Problems to work on:
(A) Decide whether each statement agrees with the passage on TMEM168 and methamphetamine. Answer yes or no for each, and quote the words from the passage that decide it. (i) Dopamine is a major neurotransmitter in NAc. (ii) In mice modeling methamphetamine addiction, MMP-2 and MMP-9 cleave OPN. (iii) Overexpressing TMEM168 in the mouse NAc lowers OPN protein levels.
(B) According to the passage on TMEM168 and methamphetamine, what family does OPN belong to?
(C) Pick up the passage on TMEM168 and methamphetamine after its last sentence and keep writing.

Text excerpt:
*****
TMEM 168 in methamphetamine-induced hyperlocomotion

NAc is a key region of the reward system that is highly sensitive to changes in external stimuli [144]. NAc is connected mainly to the limbic system, and extracellular dopamine (DA) in NAc is derived from the NAc dopaminergic synaptic terminal [145]. Dopamine is a major neurotransmitter in NAc [146]. Dopamine transmits signals in the midbrain limbic nerve to regulate return-related behavioral responses [147]. DA neurons play an important role in motivation and reward processing. Abnormal rewards, such as stimulants and other drugs, can lead to changes in the synapses of the midbrain limbic DA system [148]. Methamphetamine causes addiction and nerve excitation, leading to behavioral changes in animals [149]. After repeated methamphetamine administration, TMEM168 and osteopontin (OPN) expression is increased in NAc mice [150]. OPN belongs to the extracellular matrix (ECM) family, while ECM is an important regulator of psychostimulant-induced changes observed in addiction; OPN participates in the reward system by controlling dopaminergic mesolimbic pathways [151]. TMEM168 may affect dopaminergic activity via OPN, which is related to methamphetamine-induced behavioral changes [150]. MMP-2 and MMP-9 are OPN-dependent molecules. In mice used to model methamphetamine-induced addiction, OPN is cleaved by MMP-2 and MMP-9, and enhancement of dopaminergic function in NAc leads to induced behavioral changes [150,152,153]. TMEM168 modulates OPN via DA-mediated functioning of NAc neurons, which is a pathway involved in the inhibition of methamphetamine-induced behavioral changes. Overexpression of TMEM168 directly affects the function of local neurons and inhibits the release-response of DA to activate the NAc neurons, which weakens the pharmacological effects of methamphetamine [150]. When TMEM168 is overexpressed in the mouse NAc, the levels of OPN protein are increased, which effectively reduces methamphetamine-induced hyperactivity, conditions position preference, and reduces DA expression in NAc, thereby inhibiting methamphetamine-induced addictive behavior [150]. TMEM168-regulated OPN is one of the most effective mechanisms for inhibition of the pharmacological effects of methamphetamine.
*****
Provided records:
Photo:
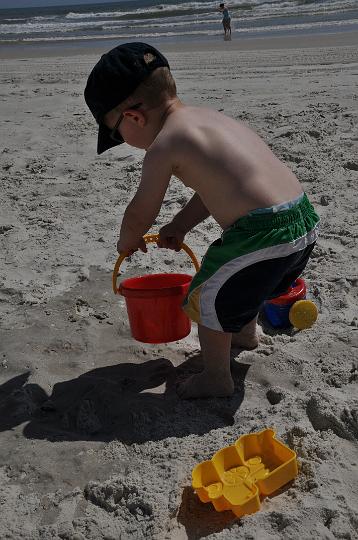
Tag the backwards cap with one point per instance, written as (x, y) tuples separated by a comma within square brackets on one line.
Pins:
[(114, 78)]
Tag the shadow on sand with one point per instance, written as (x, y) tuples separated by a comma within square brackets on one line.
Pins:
*****
Answers given:
(A)
(i) Yes: "Dopamine is a major neurotransmitter in NAc"
(ii) Yes: "OPN is cleaved by MMP-2 and MMP-9"
(iii) No: "the levels of OPN protein are increased"

(B) The extracellular matrix (ECM) family.

(C)
TMEM5 in cobblestone lissencephaly

The brain accounts for only 2% of the body weight but consumes approximately 20% of the body’s energy. The brain’s energy consumption increases during different mental activities [154]. Glucose is the main source of energy for the brain, supporting various types of brain activity, while glycogen consumption reduces brain activity [155]. Abnormal glucose use and brain energy operation can affect higher cognitive functions, leading to cognitive dysfunction and neurodegenerative changes such as pebble brain and Alzheimer’s disease [156,157]. Cobblestone lissencephaly, an autosomal recessive genetic disorder closely associated with abnormal glucose metabolism, is characterized by defects in the brain, eyes, and muscles [158]. Imaging manifestations observed in cobblestone brain include cortex malformations, myelin sheath abnormalities, brain stem dysplasia, and cerebellar cysts [159]. One study found TMEM5 mutations in 40 families with cobblestone lissencephaly. Mutations in TMEM5 accounted for 10% of the mutated genes involved, which was three times the involvement of the LARGE pebble brain gene [160]. TMEM5 encodes a transmembrane protein with a glycosyltransferase domain, which is involved in the glycosylation of antiglycoscan. Mutations in TMEM5 can lead to severe glucose-metabolism abnormalities [161]. Normal glucose metabolism in the brain promotes the growth and development of brain tissues, provides necessary energy for excitatory and inhibitory neurotransmission, maintains normal free metabolism level, improves cognitive function, promotes cell survival and angiogenesis, and plays a neuroprotective role [162]. Infants with TMEM5 mutations show severe brain abnormalities. These abnormalities may be caused by TMEM5 mutations affecting glucose metabolism, causing a lack of energy needed for nerve-cell development and resulting in abnormal brain development [160]. These findings indicate that TMEM5 is important in cobblestone lissencephaly.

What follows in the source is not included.